Short exercise | Resume the forum thread about buying and selling a used car in Ontario, continuing on from its final sentence.

When I bought my truck, I purchased it from some guy in Toronto. I had him drive the truck to Mississauga to my mechanics shop, where he took the plates off. I then drove him back to Toronto using my other car. He gave me the keys and I gave him the cash.

Done deal.

See if the seller will drive it to the shop and then drive the seller back to his house/wherever. Its the easiest way.

You need a second car, though, obviously. So if you don't have one, see if one of your friends will allow you to borrow theirs.


----------



## Bullseye (Apr 5, 2009)

You take your signed-over ownership to the Ministry (in Ontario), and they give you a 10 day temp permit. You stick in on dash and you're good to drive the vehicle. You'll need to get insurance sorted out first.

I always get the insurance, but in past, I've often skipped the permit and just stuck my plates on the new car and drove it to mechanic. It's not the proper way, but the car is owned by me, and insured, and odds of being caught are very slim.


----------



## whitecar (Oct 11, 2011)

*thanks*

thanks for the info.

i think i'm one of those lazy types, and will stick with looking for used cars that are etested and safety certified, where the seller will get the UVIP and meet me at a MTO office. i don't mind paying a bit more for less hassle.


----------



## lb71 (Apr 3, 2009)

Having sold a car back in the fall, here's what I found from my experience.

In Ontario, in order to transfer ownership to a non-relative, you need the UVIP, Safety Certificate, and Emissions test. As a seller, you don't need any of these, but from a buyer's perspective, you need them to take ownership. So having these done before sale made the vehicle more attractive to buyers.

I posted on Kijiji, Craigslist, Autotrader abd Wheels. I got traffic from the first three. Autotrader or Wheels limited the number of words (pretty sure it was Wheels.) Autotrader required me to call in to verify my posting, but it was a way for them to try and upsell me to a paid service, which I declined.

I was honest with everyone who came. There were defects (leaking oil, etc), but I was upfront about them all. They all test drove it.

I never had a request for me to bring the car to a mechanic, but several people wanted to return with their mechanic. (I sold it before they could return.)

I had a good relationship with my mechanic and he helped me price it. I also researched the above sites to make sure it was priced competitively. I new if I held out I could get what I wanted, but I was willing to go a few hundred less to sell quickly.

I had 1996 Civic, about 240k. I was the sole owner and had most of the service records going back to the purchase receipt. These are generally good sellers, so the brand helped, and the car was well maintained. I posted on a Wednesday. I had a dozen or so emails in a few days and it sold on the weekend.

Listed entries |
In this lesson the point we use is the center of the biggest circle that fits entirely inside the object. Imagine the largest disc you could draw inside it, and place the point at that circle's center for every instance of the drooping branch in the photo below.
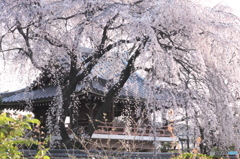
(125, 74)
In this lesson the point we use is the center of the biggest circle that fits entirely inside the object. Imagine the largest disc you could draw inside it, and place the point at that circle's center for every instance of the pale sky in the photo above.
(234, 4)
(12, 82)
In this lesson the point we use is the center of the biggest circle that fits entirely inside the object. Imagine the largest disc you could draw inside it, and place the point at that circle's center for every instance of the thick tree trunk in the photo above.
(125, 74)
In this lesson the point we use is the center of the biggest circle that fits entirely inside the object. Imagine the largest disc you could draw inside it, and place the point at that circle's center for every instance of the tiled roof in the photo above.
(134, 88)
(101, 79)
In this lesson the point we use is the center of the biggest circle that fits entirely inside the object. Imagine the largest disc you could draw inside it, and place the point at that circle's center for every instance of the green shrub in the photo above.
(12, 135)
(192, 156)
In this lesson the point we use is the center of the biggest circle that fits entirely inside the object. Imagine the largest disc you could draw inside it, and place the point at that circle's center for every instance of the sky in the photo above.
(233, 4)
(16, 81)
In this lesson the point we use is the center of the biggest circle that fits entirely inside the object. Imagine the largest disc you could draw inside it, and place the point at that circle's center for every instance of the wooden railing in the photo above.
(133, 129)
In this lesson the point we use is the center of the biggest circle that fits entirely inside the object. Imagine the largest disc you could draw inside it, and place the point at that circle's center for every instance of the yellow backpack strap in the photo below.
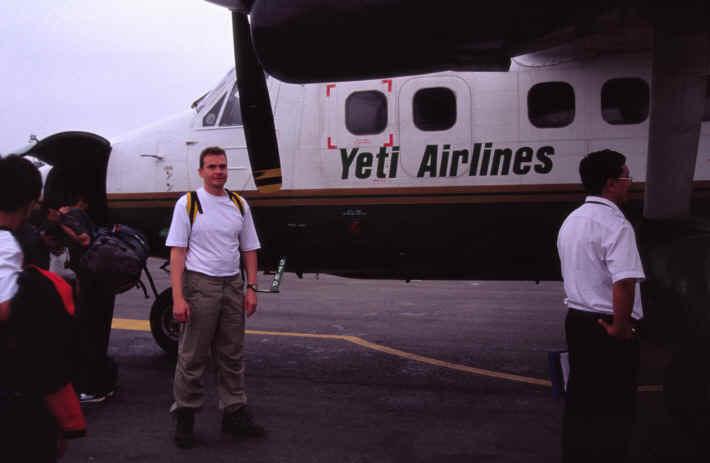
(193, 206)
(237, 200)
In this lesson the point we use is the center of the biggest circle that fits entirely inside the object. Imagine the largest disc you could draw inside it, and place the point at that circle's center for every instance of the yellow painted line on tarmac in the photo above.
(144, 325)
(128, 324)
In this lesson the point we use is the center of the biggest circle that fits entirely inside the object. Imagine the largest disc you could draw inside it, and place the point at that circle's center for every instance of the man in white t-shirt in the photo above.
(209, 299)
(20, 188)
(601, 269)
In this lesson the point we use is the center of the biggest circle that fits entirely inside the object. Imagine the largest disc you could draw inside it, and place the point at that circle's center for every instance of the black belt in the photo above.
(635, 324)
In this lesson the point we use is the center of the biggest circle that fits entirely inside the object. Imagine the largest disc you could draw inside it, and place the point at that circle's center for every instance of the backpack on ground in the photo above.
(116, 257)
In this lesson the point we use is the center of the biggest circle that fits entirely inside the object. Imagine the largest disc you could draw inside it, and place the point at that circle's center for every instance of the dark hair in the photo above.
(599, 166)
(20, 183)
(211, 151)
(52, 230)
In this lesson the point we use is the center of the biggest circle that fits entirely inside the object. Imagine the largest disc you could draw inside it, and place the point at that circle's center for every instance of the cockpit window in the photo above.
(210, 118)
(232, 112)
(366, 112)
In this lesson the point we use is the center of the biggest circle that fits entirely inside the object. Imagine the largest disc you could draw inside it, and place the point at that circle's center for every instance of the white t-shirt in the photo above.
(597, 248)
(10, 265)
(217, 236)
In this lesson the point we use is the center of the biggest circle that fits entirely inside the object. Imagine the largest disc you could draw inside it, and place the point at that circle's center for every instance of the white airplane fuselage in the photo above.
(479, 195)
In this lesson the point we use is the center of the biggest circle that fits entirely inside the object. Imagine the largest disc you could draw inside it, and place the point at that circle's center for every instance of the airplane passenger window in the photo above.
(434, 109)
(625, 101)
(551, 105)
(232, 113)
(210, 118)
(366, 112)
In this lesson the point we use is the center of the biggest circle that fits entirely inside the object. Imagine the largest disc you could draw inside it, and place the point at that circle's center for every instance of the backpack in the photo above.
(116, 257)
(193, 204)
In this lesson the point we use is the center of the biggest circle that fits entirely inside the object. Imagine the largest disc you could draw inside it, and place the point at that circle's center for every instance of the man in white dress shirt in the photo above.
(601, 269)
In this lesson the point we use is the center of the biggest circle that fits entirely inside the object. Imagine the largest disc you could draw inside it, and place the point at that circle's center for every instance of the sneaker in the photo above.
(85, 399)
(184, 437)
(240, 424)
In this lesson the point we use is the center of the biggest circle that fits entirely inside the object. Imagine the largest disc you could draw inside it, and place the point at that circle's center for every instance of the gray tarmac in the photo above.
(344, 370)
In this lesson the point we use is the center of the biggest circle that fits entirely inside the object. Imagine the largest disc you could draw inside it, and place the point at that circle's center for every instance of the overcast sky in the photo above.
(105, 66)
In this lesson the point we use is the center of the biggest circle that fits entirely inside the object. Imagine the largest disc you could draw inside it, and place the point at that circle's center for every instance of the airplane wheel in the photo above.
(165, 329)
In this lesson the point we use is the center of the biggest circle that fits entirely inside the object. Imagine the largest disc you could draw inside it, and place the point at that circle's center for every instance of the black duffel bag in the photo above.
(116, 257)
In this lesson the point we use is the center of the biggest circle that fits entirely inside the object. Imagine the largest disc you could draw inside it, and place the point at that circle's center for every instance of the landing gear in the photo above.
(165, 329)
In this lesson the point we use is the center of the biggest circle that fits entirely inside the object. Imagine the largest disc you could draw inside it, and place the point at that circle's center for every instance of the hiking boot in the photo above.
(241, 425)
(184, 437)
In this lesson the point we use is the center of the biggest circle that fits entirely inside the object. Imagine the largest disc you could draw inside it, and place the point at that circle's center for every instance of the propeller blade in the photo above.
(259, 129)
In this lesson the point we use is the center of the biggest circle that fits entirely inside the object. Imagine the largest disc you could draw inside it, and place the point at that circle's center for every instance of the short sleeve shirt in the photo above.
(597, 248)
(10, 265)
(216, 237)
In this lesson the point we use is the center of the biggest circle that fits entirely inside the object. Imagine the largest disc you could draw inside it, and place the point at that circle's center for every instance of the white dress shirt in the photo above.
(597, 248)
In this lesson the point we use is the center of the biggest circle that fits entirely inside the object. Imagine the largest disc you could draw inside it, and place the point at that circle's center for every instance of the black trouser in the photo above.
(28, 432)
(97, 373)
(601, 392)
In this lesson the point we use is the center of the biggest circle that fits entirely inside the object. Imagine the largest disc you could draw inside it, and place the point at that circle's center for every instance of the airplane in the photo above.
(430, 143)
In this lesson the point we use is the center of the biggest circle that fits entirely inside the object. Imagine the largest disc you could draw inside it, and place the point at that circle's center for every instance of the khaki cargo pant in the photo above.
(216, 329)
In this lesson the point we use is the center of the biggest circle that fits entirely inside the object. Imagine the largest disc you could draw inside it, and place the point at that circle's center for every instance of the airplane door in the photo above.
(434, 122)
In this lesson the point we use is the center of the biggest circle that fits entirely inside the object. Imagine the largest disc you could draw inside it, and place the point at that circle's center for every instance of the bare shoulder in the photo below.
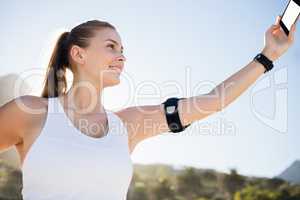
(27, 111)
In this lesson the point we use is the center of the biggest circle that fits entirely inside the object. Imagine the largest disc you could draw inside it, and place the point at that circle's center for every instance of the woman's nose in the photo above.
(122, 58)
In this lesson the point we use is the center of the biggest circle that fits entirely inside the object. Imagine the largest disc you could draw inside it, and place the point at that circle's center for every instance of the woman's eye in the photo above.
(111, 45)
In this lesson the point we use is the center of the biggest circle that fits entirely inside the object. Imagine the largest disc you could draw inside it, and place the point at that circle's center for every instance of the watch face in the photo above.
(170, 109)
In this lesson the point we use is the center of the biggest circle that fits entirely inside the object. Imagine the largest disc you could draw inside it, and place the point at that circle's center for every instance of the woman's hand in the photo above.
(276, 41)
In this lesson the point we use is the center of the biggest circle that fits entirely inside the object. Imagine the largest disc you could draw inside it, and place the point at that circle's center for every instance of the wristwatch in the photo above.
(266, 62)
(172, 116)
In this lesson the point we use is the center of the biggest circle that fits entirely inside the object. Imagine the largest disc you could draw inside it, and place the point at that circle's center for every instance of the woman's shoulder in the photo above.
(30, 110)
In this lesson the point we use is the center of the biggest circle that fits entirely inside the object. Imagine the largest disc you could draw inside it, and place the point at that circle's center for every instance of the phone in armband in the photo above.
(290, 15)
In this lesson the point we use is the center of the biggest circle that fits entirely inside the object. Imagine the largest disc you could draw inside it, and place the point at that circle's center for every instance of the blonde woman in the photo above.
(61, 158)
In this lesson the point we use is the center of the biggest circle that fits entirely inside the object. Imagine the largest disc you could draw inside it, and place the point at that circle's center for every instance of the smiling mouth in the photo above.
(115, 69)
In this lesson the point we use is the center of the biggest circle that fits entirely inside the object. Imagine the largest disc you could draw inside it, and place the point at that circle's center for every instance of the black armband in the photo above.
(172, 116)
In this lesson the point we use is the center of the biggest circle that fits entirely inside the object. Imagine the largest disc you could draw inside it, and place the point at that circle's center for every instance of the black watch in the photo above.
(172, 116)
(266, 62)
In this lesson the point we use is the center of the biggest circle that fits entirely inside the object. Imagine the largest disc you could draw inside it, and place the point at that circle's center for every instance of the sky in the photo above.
(178, 49)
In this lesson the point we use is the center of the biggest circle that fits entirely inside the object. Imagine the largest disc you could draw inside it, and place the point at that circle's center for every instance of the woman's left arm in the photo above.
(146, 121)
(276, 44)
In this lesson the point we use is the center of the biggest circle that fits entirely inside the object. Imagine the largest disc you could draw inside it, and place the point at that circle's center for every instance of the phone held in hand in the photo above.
(290, 15)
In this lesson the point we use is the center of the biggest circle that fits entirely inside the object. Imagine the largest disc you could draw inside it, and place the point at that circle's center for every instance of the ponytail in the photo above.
(55, 82)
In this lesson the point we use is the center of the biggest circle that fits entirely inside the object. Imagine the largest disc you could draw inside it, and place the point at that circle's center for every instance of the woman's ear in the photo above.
(77, 54)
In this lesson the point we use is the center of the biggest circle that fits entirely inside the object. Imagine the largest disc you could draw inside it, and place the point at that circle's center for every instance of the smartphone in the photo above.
(290, 15)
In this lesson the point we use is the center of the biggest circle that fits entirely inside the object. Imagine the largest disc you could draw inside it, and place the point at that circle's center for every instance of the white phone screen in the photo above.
(290, 14)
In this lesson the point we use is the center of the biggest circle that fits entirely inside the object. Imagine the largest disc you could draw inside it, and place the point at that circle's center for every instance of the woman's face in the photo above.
(103, 58)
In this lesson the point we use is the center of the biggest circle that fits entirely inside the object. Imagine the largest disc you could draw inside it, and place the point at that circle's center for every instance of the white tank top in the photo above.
(65, 164)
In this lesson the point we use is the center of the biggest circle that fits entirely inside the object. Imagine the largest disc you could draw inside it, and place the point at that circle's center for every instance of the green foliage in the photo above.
(254, 193)
(162, 182)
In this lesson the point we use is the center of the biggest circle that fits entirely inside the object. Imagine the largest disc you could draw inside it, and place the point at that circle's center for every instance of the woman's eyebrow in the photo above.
(111, 40)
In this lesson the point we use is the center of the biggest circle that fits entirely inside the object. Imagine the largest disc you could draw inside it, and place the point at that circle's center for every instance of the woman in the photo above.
(63, 155)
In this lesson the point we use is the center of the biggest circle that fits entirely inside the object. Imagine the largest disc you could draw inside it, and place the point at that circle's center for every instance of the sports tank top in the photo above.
(65, 164)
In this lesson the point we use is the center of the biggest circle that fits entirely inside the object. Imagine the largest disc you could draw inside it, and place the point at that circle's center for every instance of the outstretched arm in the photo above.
(198, 107)
(146, 121)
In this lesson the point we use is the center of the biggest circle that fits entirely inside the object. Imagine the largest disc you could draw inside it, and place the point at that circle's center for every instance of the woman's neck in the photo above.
(83, 98)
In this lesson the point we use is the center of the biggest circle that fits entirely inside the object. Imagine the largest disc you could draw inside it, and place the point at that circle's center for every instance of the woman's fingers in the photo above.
(278, 18)
(292, 33)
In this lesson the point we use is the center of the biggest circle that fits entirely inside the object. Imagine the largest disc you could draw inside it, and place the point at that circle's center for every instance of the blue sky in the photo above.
(189, 42)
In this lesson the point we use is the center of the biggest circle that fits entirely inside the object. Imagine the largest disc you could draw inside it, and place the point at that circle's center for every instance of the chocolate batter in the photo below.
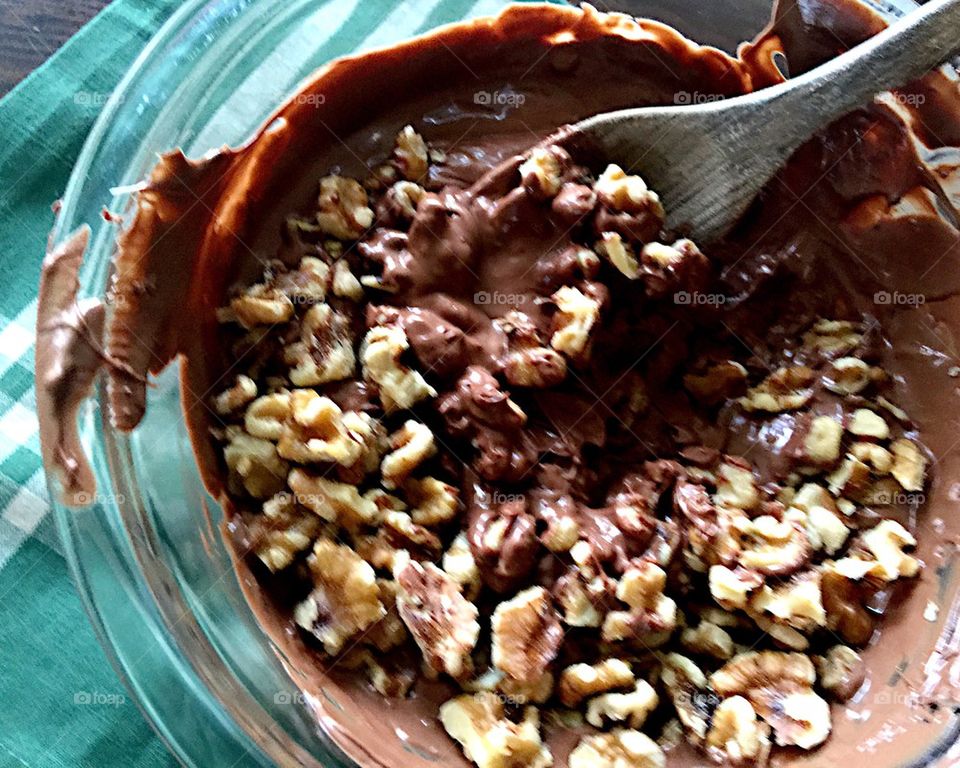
(856, 224)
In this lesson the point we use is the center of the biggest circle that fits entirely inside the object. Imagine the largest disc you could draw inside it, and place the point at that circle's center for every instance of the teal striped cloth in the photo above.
(61, 704)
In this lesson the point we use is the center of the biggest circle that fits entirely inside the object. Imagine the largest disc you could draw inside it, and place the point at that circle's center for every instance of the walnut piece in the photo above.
(541, 172)
(345, 599)
(334, 501)
(652, 614)
(708, 639)
(284, 530)
(718, 383)
(526, 634)
(443, 623)
(622, 192)
(478, 723)
(630, 709)
(253, 465)
(342, 208)
(318, 431)
(884, 557)
(324, 352)
(780, 688)
(411, 155)
(909, 464)
(581, 681)
(410, 446)
(736, 736)
(399, 386)
(841, 672)
(786, 389)
(620, 254)
(576, 315)
(432, 501)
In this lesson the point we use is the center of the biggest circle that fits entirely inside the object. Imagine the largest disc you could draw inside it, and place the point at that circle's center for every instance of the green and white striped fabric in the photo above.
(61, 705)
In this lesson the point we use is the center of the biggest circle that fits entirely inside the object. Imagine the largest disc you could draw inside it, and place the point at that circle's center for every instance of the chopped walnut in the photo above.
(236, 397)
(708, 639)
(771, 546)
(886, 560)
(821, 444)
(345, 283)
(652, 614)
(526, 634)
(736, 486)
(841, 671)
(797, 602)
(850, 477)
(410, 446)
(867, 423)
(581, 681)
(877, 457)
(686, 685)
(402, 533)
(318, 431)
(342, 208)
(629, 709)
(780, 687)
(528, 362)
(410, 154)
(620, 748)
(620, 254)
(335, 502)
(390, 632)
(542, 171)
(265, 416)
(909, 464)
(261, 305)
(284, 530)
(324, 352)
(432, 501)
(718, 383)
(399, 386)
(576, 315)
(848, 376)
(819, 513)
(490, 740)
(459, 563)
(253, 464)
(736, 736)
(731, 588)
(832, 338)
(786, 389)
(443, 623)
(622, 192)
(345, 599)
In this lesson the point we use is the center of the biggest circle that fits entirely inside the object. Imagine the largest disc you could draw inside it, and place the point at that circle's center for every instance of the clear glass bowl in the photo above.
(148, 558)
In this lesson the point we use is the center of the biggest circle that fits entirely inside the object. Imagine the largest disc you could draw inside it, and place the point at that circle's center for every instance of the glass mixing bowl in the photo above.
(148, 558)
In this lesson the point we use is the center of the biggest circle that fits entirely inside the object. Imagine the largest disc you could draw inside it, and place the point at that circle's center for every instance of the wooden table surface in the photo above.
(31, 30)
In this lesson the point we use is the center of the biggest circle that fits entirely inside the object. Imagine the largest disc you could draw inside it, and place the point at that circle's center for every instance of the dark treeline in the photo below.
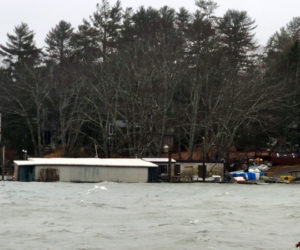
(126, 82)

Exercise answer |
----------



## mayonnaise (Mar 28, 2012)

Fiona12 said:


> Sold...I'm so happy I got rid of it, I didn't get full retail for it but hey... my car wasn't that good, thanks for your help, this forum is great.


I stumbled upon this forum thread a few days ago, looking for similar info. No-one responded to Fiona's suggestion to use sellmycar.ca, so I thought I'd register to let others know they are legit, and offer good service. 

I was in a hurry to sell, so I asked them for a quote. They got back to me the next day, and some 3-4 hours after I accepted their offer, they picked up my car and handed me a certified cheque. Couldn't have been easier. No UVIP, ... required, immediate as-is sale.

They are wholesalers, of course, so the money will be less than from a private sale, but you know that going in.

(And to be clear: I have no affiliation with this company. I'm just a customer).


----------



## 44545 (Feb 14, 2012)

When selling my last two cars, I found buyers via Kijiji but listed in Auto-Trader as well.

AVOID AUTOTRADER LIKE THE PLAGUE. Here's why:


When my Trader ad was due for renewal, I indicated I had no responses and that I would not be renewing. 
A day later, I received voicemail from several people indicating interest in my car and that they saw the AutoTrader ad. 
I called back, received no answers and left messages.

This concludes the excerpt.